━━━ ARTICOLO ━━━

Le condizioni imposte alla serie A per tornare ad allenarsi in gruppo sono un percorso minato che solo una dose di fortuna e di pazienza superiore alle aspettative potrà far terminare incolumi ai club. Blindati all’interno dei loro centri sportivi dovranno passare in rigorosa segregazione i 15 giorni di prova. Solo 8 su 20 in serie A sono in condizione di ospitare la truppa – atleti, tecnici, addetti alle salmerie, minimo 70 persone – gli altri dovranno occupare gli hotel nelle vicinanze. Occupare e non prenotare, perché le strutture non dovranno avere altri ospiti. I forzati degli allenamenti saranno sottoposti a tamponi ogni 4 giorni, procurandoseli senza incidere sul Ssn della loro regione, quindi comprandoli a caro prezzo altrove. Nel caso uno solo dei penitenti obbligati alla clausura stretta venisse trovato positivo, l’intero gruppo verrebbe messo in quarantena senza eccezione alcuna.
Il confronto con quanto stabilito in Germania (si manda in quarantena chi è positivo, gli altri vengono riesaminati e se sono negativi proseguono) e verrà adottato anche in Inghilterra e Spagna chiarisce che il rigore nostrano rende l’intera operazione una corsa – oltretutto costosissima – verso l’ignoto. Un protocollo simile sembra fatto apposta per creare l’incidente e dire: “Visto? Non siamo noi che vi stiamo tirando il pugno, siete voi che avete lanciato la faccia contro la nostra mano!”.
E se per la serie A è fantascienza, per la serie B applicare simili norme sarebbe delirio. Lo fa notare con pacatezza ma con fermezza il presidente Gozzi intervistato dall’Ansa: “Per la Serie B il protocollo indicato per la A è insostenibile. Se c’è un positivo che succede? Tutti vanno in quarantena: ci chiediamo se questo rende possibile la ripresa del campionato”.
La Lega di B ha approvato all’unanimità una linea comune sulla ripartenza, riprenderebbe ad allenarsi subito dopo la A e partirebbe un po’ dopo la sorella maggiore, non avendo l’obbligo (causa impegni delle coppe europee) di terminare nella prima settimana di agosto.

━━━ DATI ━━━

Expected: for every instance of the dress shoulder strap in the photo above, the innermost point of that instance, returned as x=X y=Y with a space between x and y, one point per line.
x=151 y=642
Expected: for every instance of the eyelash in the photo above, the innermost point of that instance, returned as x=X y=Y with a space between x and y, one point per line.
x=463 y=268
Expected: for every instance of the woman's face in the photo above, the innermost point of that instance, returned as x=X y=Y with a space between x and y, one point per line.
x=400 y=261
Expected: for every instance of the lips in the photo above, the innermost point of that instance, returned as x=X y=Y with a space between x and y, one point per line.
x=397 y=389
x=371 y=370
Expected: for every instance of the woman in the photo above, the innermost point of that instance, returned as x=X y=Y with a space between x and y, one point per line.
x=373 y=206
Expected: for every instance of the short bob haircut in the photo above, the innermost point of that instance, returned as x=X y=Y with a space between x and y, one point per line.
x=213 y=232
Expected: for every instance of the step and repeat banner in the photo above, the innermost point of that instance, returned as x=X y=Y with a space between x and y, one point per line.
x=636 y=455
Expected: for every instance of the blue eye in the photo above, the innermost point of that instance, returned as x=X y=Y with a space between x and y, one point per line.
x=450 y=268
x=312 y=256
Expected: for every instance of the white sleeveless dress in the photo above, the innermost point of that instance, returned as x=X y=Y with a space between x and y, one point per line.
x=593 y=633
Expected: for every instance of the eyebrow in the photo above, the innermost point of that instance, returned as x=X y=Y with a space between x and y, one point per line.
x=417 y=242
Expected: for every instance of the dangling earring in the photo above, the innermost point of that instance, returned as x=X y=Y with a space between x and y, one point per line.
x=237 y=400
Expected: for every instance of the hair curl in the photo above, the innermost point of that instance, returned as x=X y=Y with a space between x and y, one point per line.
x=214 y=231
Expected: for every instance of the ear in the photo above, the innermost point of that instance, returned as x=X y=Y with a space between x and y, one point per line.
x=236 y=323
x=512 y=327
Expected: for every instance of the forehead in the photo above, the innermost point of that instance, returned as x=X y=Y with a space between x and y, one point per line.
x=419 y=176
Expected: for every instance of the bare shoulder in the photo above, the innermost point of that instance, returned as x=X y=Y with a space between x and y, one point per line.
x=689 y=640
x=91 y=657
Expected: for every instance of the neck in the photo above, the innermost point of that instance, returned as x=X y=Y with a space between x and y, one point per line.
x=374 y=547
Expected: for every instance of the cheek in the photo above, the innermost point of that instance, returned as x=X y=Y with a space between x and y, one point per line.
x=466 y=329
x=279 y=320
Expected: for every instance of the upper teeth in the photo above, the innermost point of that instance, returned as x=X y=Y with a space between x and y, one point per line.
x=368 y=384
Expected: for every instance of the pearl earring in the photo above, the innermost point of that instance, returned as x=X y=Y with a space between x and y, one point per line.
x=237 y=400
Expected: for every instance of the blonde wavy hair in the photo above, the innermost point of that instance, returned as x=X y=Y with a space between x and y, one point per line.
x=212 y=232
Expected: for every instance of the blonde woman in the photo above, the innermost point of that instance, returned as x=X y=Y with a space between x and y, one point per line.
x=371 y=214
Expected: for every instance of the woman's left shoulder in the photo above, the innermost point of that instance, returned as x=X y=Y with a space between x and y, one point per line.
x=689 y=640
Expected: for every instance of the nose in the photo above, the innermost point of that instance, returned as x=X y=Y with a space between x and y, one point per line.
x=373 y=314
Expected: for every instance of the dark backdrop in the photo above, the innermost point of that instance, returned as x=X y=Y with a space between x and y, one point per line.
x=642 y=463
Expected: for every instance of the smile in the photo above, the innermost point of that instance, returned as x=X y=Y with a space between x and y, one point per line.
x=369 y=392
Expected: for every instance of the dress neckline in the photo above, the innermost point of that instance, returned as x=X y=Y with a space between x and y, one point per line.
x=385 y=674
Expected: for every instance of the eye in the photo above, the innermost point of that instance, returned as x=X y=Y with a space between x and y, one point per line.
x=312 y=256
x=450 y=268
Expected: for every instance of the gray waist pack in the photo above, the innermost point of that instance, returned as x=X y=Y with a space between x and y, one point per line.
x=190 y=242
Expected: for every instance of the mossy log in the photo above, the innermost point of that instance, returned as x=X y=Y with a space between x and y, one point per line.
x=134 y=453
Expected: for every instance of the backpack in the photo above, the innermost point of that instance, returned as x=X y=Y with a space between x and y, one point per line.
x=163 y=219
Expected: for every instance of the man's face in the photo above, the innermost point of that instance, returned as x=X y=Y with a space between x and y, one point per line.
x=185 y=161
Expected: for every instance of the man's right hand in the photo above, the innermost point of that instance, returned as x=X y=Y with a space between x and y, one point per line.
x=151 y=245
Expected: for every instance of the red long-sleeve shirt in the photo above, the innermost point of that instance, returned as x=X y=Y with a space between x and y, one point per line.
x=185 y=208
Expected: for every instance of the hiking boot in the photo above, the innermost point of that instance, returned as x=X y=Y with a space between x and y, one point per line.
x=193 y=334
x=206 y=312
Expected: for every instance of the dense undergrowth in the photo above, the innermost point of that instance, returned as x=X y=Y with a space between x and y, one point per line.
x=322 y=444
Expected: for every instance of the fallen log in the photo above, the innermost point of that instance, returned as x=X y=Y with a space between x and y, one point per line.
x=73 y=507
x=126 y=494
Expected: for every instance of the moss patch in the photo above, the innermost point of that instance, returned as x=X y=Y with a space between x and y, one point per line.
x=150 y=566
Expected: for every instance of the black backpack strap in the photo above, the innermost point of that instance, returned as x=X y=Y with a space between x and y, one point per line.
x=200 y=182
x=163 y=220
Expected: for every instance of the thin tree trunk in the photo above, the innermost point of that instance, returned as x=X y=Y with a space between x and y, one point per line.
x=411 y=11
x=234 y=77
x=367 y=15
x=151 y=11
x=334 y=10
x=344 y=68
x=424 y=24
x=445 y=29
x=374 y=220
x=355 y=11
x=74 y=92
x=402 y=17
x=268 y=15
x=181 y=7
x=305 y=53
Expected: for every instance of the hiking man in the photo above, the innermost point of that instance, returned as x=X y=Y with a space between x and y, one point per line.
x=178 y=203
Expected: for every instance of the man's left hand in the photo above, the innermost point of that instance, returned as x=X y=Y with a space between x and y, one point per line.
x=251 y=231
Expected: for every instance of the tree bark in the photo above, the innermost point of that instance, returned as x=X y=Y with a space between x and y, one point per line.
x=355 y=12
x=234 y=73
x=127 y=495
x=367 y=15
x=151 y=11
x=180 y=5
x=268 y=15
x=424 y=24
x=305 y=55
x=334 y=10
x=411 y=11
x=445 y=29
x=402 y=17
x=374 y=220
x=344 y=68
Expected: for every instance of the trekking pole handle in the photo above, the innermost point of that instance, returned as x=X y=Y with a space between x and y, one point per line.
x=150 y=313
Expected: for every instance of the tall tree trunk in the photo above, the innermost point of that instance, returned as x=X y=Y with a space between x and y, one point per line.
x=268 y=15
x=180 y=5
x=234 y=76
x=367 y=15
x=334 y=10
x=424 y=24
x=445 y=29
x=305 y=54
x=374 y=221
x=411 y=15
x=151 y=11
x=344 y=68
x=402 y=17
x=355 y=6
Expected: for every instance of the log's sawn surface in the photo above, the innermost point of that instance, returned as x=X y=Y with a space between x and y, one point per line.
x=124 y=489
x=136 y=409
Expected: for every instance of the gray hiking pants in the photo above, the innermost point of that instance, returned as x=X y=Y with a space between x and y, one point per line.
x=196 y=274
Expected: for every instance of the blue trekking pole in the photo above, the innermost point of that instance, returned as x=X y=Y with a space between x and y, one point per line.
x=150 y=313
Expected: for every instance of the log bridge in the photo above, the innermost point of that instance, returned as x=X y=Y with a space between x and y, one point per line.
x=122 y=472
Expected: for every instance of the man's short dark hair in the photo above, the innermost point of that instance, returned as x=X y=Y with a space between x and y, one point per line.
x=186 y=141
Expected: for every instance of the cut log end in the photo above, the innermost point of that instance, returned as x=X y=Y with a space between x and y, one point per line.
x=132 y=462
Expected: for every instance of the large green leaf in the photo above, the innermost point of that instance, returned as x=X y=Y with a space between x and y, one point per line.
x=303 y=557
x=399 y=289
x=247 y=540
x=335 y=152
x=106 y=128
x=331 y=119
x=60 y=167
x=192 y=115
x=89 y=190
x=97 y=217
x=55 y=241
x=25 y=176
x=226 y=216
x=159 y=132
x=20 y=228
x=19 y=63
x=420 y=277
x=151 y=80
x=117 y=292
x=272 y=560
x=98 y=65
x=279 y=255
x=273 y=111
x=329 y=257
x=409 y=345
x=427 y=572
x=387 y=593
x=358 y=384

━━━
━━━ DATI ━━━

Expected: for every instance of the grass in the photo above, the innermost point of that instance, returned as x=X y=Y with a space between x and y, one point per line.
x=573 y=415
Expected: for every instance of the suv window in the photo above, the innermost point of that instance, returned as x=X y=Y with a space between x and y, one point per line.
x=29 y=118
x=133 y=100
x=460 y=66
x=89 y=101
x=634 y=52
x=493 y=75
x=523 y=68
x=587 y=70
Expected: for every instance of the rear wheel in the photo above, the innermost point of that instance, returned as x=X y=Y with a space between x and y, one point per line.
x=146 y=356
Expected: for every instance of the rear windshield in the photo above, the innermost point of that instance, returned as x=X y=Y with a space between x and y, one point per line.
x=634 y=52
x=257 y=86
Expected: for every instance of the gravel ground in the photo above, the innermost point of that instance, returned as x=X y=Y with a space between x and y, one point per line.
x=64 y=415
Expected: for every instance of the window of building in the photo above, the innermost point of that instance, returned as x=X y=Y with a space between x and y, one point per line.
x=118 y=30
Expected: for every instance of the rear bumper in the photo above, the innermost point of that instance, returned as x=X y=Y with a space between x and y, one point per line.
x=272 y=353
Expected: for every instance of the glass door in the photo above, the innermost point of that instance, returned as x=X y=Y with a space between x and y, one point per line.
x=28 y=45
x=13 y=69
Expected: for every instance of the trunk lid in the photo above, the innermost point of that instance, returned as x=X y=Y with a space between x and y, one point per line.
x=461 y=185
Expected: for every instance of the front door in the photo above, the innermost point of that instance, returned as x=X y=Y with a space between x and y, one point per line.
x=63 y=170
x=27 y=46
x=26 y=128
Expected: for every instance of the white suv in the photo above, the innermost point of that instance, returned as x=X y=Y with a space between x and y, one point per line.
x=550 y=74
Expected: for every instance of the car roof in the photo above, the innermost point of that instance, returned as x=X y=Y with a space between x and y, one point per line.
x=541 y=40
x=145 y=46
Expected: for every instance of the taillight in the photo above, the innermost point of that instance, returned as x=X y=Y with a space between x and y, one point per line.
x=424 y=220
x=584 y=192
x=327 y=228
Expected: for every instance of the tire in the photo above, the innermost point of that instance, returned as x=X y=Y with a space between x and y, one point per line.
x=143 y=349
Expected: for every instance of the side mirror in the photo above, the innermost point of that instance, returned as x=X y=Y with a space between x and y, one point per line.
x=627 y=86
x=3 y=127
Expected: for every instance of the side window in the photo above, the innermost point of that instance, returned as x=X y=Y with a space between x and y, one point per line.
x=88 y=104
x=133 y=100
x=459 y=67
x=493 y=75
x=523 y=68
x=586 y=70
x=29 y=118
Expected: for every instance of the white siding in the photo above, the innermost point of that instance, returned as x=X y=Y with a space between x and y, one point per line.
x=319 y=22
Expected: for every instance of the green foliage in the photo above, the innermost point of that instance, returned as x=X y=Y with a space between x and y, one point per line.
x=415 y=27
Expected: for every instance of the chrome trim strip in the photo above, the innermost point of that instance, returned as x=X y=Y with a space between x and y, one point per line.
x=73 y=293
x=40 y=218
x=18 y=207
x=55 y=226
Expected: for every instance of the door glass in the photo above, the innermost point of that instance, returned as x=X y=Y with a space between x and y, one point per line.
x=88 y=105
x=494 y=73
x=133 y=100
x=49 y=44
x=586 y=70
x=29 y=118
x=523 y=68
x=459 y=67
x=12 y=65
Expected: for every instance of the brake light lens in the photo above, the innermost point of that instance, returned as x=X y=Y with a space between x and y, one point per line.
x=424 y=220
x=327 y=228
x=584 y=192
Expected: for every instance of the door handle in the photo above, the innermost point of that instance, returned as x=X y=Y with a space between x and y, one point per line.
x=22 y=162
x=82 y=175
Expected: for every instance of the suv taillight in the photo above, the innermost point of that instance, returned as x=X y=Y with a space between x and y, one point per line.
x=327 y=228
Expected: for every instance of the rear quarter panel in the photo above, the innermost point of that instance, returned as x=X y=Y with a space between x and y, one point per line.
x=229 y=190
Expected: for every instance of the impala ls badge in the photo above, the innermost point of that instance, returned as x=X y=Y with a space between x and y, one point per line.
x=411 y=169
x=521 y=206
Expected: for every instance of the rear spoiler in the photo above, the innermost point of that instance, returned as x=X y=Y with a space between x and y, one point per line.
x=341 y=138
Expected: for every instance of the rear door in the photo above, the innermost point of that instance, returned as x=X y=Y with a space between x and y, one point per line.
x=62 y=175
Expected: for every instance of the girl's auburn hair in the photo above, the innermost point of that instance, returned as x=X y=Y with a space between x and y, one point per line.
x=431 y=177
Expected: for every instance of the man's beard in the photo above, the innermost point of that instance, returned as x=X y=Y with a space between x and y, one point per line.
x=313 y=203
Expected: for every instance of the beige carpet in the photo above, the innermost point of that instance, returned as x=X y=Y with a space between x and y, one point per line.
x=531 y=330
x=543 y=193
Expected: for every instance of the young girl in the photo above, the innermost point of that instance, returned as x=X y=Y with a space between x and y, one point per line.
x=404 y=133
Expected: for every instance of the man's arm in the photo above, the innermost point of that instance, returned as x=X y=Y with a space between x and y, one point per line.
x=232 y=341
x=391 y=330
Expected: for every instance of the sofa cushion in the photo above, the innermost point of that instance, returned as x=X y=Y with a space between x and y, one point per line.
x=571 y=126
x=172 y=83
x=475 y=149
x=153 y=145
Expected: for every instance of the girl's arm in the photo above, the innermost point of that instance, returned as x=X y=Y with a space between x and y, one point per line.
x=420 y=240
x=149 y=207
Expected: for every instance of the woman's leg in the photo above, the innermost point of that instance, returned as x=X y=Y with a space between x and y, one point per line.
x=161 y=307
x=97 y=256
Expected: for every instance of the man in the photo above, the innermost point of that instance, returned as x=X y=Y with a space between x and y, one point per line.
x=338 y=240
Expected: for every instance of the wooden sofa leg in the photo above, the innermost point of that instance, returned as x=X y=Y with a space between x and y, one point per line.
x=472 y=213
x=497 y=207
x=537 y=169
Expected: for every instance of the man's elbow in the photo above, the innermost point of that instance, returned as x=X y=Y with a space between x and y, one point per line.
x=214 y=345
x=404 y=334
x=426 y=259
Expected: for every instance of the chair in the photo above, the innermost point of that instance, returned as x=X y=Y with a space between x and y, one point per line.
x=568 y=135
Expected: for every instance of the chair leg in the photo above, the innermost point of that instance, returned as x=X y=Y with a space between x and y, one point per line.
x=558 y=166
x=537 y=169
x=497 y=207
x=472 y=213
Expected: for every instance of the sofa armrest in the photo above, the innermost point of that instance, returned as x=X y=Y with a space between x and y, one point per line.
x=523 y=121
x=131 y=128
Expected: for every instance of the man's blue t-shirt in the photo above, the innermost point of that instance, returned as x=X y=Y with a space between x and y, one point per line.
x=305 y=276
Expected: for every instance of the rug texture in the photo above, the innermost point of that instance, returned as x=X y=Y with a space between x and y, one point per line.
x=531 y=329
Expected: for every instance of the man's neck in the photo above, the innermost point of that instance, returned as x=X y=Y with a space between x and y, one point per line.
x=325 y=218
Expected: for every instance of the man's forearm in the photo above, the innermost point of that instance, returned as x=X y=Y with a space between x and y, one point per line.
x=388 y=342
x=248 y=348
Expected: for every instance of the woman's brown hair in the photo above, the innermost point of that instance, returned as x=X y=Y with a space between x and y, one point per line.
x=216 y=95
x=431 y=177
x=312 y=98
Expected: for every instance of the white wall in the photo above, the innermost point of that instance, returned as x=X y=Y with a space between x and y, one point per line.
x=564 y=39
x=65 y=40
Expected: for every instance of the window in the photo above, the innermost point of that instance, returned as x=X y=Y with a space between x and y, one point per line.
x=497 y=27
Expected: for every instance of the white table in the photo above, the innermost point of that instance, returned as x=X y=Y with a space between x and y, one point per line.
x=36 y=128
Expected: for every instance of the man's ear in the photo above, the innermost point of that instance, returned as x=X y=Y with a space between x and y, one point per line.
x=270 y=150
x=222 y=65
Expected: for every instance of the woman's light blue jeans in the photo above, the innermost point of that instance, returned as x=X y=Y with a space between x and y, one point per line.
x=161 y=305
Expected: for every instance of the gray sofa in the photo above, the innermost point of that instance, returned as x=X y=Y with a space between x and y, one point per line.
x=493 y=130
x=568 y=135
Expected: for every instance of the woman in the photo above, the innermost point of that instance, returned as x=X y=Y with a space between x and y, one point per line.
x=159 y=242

━━━
━━━ DATI ━━━

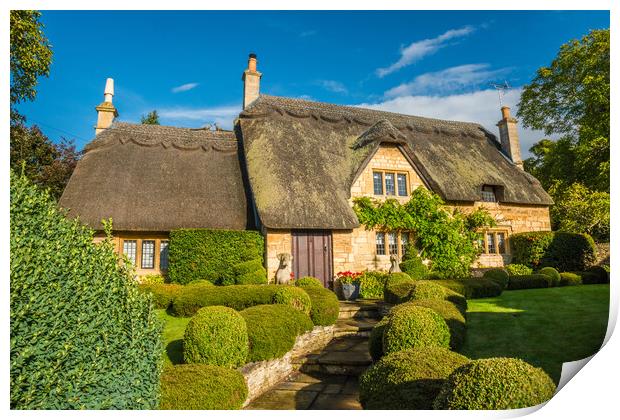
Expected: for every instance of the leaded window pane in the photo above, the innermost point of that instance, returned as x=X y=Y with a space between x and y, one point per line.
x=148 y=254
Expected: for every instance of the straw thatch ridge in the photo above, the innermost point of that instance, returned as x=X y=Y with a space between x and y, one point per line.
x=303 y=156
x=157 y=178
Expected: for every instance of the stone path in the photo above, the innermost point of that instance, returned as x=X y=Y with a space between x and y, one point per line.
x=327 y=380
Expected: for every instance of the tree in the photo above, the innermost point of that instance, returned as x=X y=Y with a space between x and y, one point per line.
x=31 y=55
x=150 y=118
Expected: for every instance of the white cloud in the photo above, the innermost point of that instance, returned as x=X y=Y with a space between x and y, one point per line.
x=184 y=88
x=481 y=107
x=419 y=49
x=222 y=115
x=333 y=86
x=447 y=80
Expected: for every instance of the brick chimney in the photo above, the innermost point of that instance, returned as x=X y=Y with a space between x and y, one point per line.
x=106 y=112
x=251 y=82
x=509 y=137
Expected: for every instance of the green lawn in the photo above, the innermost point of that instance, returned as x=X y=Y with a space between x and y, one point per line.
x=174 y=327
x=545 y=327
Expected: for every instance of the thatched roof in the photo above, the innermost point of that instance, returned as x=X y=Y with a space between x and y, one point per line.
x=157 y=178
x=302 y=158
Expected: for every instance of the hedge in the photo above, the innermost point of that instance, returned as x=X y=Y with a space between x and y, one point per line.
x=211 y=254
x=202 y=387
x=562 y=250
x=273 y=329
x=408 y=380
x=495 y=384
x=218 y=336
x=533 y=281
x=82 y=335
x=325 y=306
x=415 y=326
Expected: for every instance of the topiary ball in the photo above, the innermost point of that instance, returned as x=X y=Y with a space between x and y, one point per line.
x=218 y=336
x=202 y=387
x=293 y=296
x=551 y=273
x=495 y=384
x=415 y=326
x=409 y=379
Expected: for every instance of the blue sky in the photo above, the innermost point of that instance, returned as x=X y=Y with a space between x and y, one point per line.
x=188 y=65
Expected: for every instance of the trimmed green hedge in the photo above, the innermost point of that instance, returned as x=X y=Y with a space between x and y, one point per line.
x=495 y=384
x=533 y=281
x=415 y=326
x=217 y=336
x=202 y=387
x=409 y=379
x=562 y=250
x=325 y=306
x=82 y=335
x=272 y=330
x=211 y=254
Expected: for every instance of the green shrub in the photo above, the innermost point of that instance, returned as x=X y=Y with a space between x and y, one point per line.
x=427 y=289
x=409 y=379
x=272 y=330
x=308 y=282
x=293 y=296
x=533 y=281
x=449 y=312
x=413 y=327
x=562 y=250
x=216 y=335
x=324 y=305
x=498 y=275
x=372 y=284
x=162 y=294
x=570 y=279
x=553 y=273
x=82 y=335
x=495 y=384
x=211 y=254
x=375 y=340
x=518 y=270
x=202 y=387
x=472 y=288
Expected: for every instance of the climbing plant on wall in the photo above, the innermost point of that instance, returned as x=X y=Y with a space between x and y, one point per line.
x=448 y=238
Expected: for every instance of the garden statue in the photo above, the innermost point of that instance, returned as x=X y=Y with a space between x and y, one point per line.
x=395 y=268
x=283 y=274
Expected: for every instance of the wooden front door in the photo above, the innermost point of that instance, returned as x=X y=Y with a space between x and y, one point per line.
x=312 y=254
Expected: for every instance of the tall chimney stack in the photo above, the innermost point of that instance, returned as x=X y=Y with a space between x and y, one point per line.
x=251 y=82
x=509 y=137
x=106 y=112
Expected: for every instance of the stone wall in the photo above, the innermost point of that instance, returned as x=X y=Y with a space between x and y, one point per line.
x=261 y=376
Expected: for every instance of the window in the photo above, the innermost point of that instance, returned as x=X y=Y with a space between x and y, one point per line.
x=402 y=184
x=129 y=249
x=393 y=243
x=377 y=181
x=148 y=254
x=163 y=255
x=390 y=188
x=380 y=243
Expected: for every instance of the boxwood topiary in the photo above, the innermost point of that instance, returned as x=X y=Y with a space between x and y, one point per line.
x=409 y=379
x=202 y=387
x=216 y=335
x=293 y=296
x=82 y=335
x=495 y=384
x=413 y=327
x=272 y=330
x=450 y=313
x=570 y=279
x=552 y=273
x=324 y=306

━━━

[ESERCIZI DA SVOLGERE]
1 – Riscrivi il passo dell'articolo che parte da "E se per la" e arriva a "settimana di agosto.", mettendo "dirigente" al posto di "presidente".
2 – Prosegui l'articolo sul protocollo per la ripresa degli allenamenti in serie A e B da dove si interrompe.
Le voci non hanno alcun legame con l'articolo.

[SOLUZIONI]
1 –
E se per la serie A è fantascienza, per la serie B applicare simili norme sarebbe delirio. Lo fa notare con pacatezza ma con fermezza il dirigente Gozzi intervistato dall’Ansa: “Per la Serie B il protocollo indicato per la A è insostenibile. Se c’è un positivo che succede? Tutti vanno in quarantena: ci chiediamo se questo rende possibile la ripresa del campionato”.
La Lega di B ha approvato all’unanimità una linea comune sulla ripartenza, riprenderebbe ad allenarsi subito dopo la A e partirebbe un po’ dopo la sorella maggiore, non avendo l’obbligo (causa impegni delle coppe europee) di terminare nella prima settimana di agosto.

2 –
“Siamo in una situazione di incertezza totale, che è la condizione peggiore di tutte – ha aggiunto il patron dell’Entella – Io per indole preferisco risposte anche negative ma certe. Le società di B hanno bisogno di regole chiare che garantiscano la salute non solo dei giocatori ma di tutti i lavoratori coinvolti della squadra. Ci sarebbe piaciuto ricominciare con una chiarezza di visione su quanto succederà dopo”. Questo, caro presidente, è chiedere troppo a chi per decidere più che il rasoio di Occam adopera il trinciapollo.
“Stimiamo – e qui esce l’anima dell’imprenditore Gozzi – che il Protocollo A costerebbe 500 mila euro a società, con un extra per tutto il sistema B tra gli 8 e 10 milioni. Bisogna trovare un percorso meno costoso altrimenti non si andrà avanti. Io parlo da decimo, quindi in posizione di classifica neutra. Ma non si possono assegnare titoli e condanne in questo modo. La squadra va in quarantena e non gioca: si rischiano di perdere le partite a tavolino, un danno enorme e ingiusto”.
Il discorso del presidente Gozzi vale per la categoria superiore e vale due volte. Ci si gioca tantissimo nelle 124 partite che mancano e se non si scenderà in campo almeno la metà delle società fileranno spedite verso il patatrac.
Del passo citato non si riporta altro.